(begin)

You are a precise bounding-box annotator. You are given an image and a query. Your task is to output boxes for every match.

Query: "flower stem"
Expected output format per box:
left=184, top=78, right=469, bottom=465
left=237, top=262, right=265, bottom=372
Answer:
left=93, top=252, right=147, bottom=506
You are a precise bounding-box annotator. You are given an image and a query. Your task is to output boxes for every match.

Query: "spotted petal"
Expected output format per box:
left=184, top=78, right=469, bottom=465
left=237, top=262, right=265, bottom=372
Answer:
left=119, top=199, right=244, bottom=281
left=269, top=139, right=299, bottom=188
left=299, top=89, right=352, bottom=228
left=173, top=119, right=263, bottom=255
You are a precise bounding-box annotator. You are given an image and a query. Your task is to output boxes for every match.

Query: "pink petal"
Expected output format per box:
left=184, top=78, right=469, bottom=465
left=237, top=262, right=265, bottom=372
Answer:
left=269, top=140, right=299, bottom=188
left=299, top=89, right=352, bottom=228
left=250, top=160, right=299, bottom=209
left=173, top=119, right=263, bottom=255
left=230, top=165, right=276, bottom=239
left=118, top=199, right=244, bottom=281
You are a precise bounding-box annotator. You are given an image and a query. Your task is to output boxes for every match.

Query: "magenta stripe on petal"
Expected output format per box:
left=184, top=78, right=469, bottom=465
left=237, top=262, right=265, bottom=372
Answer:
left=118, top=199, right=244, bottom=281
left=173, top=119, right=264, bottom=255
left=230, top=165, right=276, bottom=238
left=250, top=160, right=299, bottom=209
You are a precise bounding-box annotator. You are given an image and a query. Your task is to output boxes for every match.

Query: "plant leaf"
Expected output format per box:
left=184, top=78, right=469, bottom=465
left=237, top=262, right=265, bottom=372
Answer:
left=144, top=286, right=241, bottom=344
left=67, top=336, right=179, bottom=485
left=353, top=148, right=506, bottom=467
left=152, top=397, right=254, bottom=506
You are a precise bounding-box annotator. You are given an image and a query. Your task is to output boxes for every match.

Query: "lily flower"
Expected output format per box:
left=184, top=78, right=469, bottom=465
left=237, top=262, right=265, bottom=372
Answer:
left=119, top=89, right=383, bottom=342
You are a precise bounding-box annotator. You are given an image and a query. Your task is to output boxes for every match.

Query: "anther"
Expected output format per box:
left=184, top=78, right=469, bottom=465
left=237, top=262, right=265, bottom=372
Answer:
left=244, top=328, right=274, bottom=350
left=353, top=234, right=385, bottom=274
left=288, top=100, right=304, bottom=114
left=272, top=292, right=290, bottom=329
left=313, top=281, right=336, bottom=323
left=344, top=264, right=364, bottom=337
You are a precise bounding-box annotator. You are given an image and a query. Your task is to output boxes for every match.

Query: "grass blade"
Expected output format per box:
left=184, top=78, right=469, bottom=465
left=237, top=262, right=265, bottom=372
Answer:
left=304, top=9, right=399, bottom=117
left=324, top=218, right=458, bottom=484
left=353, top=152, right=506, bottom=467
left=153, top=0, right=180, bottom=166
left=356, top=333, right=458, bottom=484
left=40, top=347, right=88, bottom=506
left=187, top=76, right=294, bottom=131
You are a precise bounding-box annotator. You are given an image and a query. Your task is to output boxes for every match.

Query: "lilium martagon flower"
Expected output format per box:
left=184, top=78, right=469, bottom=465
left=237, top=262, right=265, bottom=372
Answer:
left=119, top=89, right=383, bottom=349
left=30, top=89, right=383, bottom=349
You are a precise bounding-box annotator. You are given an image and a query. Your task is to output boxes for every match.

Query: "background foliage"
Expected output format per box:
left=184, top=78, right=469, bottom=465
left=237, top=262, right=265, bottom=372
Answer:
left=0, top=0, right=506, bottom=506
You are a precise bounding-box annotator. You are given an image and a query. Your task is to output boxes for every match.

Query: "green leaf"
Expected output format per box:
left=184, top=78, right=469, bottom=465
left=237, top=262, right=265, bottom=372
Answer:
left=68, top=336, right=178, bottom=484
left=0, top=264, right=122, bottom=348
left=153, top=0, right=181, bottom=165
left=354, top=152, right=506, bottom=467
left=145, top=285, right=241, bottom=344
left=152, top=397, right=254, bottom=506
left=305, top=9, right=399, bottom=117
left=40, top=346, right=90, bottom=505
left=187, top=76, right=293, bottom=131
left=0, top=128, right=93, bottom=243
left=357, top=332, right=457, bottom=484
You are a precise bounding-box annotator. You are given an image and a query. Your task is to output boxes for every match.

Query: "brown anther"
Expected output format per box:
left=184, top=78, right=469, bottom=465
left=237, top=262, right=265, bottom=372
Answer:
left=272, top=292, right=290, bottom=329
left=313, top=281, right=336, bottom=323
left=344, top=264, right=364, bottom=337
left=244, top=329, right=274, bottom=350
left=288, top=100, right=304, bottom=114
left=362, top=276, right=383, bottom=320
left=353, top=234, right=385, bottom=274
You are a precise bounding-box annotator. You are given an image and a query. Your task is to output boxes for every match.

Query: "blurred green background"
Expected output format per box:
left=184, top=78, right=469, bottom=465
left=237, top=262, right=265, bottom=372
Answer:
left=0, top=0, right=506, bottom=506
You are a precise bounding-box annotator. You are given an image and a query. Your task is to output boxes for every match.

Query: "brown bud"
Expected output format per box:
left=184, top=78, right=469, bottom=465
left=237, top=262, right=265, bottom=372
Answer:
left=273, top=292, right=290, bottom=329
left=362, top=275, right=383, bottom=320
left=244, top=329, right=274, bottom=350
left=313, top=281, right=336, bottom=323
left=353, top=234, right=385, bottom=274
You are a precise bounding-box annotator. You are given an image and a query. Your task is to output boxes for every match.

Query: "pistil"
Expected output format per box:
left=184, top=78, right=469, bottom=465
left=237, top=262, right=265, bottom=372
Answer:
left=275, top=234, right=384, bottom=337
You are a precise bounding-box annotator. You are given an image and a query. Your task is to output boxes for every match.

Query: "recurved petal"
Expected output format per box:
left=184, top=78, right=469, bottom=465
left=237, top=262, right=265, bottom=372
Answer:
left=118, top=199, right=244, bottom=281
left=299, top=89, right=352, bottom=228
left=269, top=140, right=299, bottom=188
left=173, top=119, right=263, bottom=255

(end)

#### What you should do
Reproduce the records in full, exactly as written.

#### Result of this exercise
You are a precise bounding-box annotator. You are given an image and a query. Your task is to output boxes for every match.

Query: "flower stem"
Expected output format per box:
left=184, top=78, right=469, bottom=465
left=237, top=262, right=265, bottom=372
Answer:
left=93, top=252, right=147, bottom=506
You are a precise bounding-box annotator. You are given an image and a query. Your task is to output boxes for every match.

Query: "spotted petal"
Expected output format per box:
left=184, top=78, right=469, bottom=465
left=237, top=262, right=265, bottom=372
Answer:
left=119, top=199, right=244, bottom=281
left=269, top=139, right=299, bottom=188
left=299, top=89, right=352, bottom=228
left=173, top=119, right=263, bottom=255
You are a precise bounding-box annotator. You are given an image and a query. Your task is to output boxes for every match.

Query: "pink petal"
Expected output format per box:
left=184, top=78, right=469, bottom=465
left=237, top=262, right=265, bottom=372
Answer:
left=269, top=140, right=299, bottom=188
left=299, top=89, right=352, bottom=228
left=250, top=160, right=299, bottom=209
left=173, top=119, right=263, bottom=255
left=230, top=165, right=276, bottom=239
left=118, top=199, right=244, bottom=281
You are a precise bounding-box annotator. You are given an image and a query. Your task is to output boxes for every match.

Query: "magenta stripe on petal"
Expected output format per box:
left=184, top=78, right=469, bottom=465
left=237, top=262, right=265, bottom=372
Answer:
left=118, top=199, right=244, bottom=281
left=173, top=119, right=264, bottom=255
left=230, top=165, right=276, bottom=238
left=250, top=160, right=299, bottom=209
You are a precise bounding-box annotator. You are given an image and a query. Your task is to output boxes for every match.

Query: "plant leaf"
Expected output format per box:
left=184, top=78, right=469, bottom=465
left=237, top=262, right=265, bottom=372
Answer:
left=144, top=286, right=241, bottom=344
left=67, top=336, right=179, bottom=485
left=353, top=148, right=506, bottom=467
left=152, top=397, right=254, bottom=506
You are a precise bounding-box annotator. You are given an image and a query. Your task is to output boxes for every match.

Query: "lily flower"
Expected output format per box:
left=184, top=78, right=469, bottom=465
left=237, top=262, right=265, bottom=372
Answer:
left=119, top=89, right=383, bottom=342
You are a precise bounding-box annotator. You are given an image and a query. Your task is to output boxes for every match.

Query: "anther"
Expected output format per box:
left=184, top=78, right=469, bottom=465
left=237, top=262, right=265, bottom=372
Answer:
left=244, top=328, right=274, bottom=350
left=353, top=234, right=385, bottom=274
left=288, top=100, right=304, bottom=114
left=272, top=292, right=290, bottom=329
left=313, top=281, right=336, bottom=323
left=344, top=264, right=364, bottom=337
You are a precise bounding-box annotator. You are given an image and a query. Your task is to output boxes for every match.

Query: "grass blade"
Expected output format per box:
left=184, top=78, right=469, bottom=465
left=237, top=262, right=265, bottom=372
Answer:
left=304, top=9, right=399, bottom=117
left=324, top=218, right=458, bottom=484
left=353, top=152, right=506, bottom=467
left=153, top=0, right=180, bottom=166
left=356, top=333, right=458, bottom=484
left=40, top=347, right=88, bottom=506
left=187, top=76, right=294, bottom=131
You are a precise bounding-box annotator. You are given an image and a query. Your task is to output boxes for every match.

Query: "lilium martagon flower"
Expected output format per box:
left=184, top=78, right=469, bottom=465
left=237, top=262, right=265, bottom=372
Answer:
left=119, top=89, right=383, bottom=349
left=30, top=89, right=383, bottom=349
You are a precise bounding-box annotator. You are given an image and a query. Your task is to output boxes for every match.

Query: "background foliage"
Expected output format per box:
left=184, top=78, right=469, bottom=465
left=237, top=262, right=265, bottom=372
Answer:
left=0, top=0, right=506, bottom=506
You are a precise bounding-box annotator. You are given an image and a query. Your task is to output boxes for every match.

Query: "green leaf"
Expected output format per box:
left=184, top=78, right=469, bottom=465
left=237, top=262, right=265, bottom=372
Answer:
left=68, top=336, right=178, bottom=484
left=0, top=264, right=122, bottom=348
left=153, top=0, right=181, bottom=165
left=354, top=152, right=506, bottom=467
left=145, top=285, right=241, bottom=344
left=152, top=397, right=254, bottom=506
left=305, top=9, right=399, bottom=117
left=40, top=346, right=90, bottom=505
left=187, top=76, right=293, bottom=131
left=0, top=128, right=93, bottom=243
left=357, top=332, right=457, bottom=484
You are a precise bounding-box annotator. You are given an image and a query. Your task is to output boxes for every match.

Query: "brown anther"
Expected output format per box:
left=184, top=78, right=469, bottom=465
left=237, top=262, right=265, bottom=372
Answer:
left=272, top=292, right=290, bottom=329
left=313, top=281, right=336, bottom=323
left=344, top=264, right=364, bottom=337
left=244, top=329, right=274, bottom=350
left=288, top=100, right=304, bottom=114
left=362, top=276, right=383, bottom=320
left=353, top=234, right=385, bottom=274
You are a precise bounding-box annotator. You are given an image and a query. Your task is to output boxes for every match.

Query: "blurred green background"
Expected output format per box:
left=184, top=78, right=469, bottom=465
left=237, top=262, right=265, bottom=372
Answer:
left=0, top=0, right=506, bottom=506
You are a precise bounding-box annotator. You are given an image and a query. Your task is to output boxes for every match.

Query: "brown bud"
Expected output format per box:
left=184, top=78, right=469, bottom=465
left=237, top=262, right=265, bottom=372
Answer:
left=273, top=292, right=290, bottom=329
left=362, top=275, right=383, bottom=320
left=244, top=329, right=274, bottom=350
left=313, top=281, right=336, bottom=323
left=353, top=234, right=385, bottom=274
You are a precise bounding-box annotator. You are given an image and a query. Your task is to output boxes for every match.

Query: "pistil"
Expected output format per box:
left=184, top=78, right=469, bottom=465
left=237, top=262, right=265, bottom=372
Answer:
left=275, top=234, right=384, bottom=337
You are a precise bounding-box annotator. You are given an image and a query. Your task is to output boxes for every match.

Query: "recurved petal"
Expected output format per box:
left=184, top=78, right=469, bottom=465
left=237, top=262, right=265, bottom=372
Answer:
left=118, top=199, right=244, bottom=281
left=299, top=89, right=352, bottom=228
left=269, top=140, right=299, bottom=188
left=173, top=119, right=263, bottom=255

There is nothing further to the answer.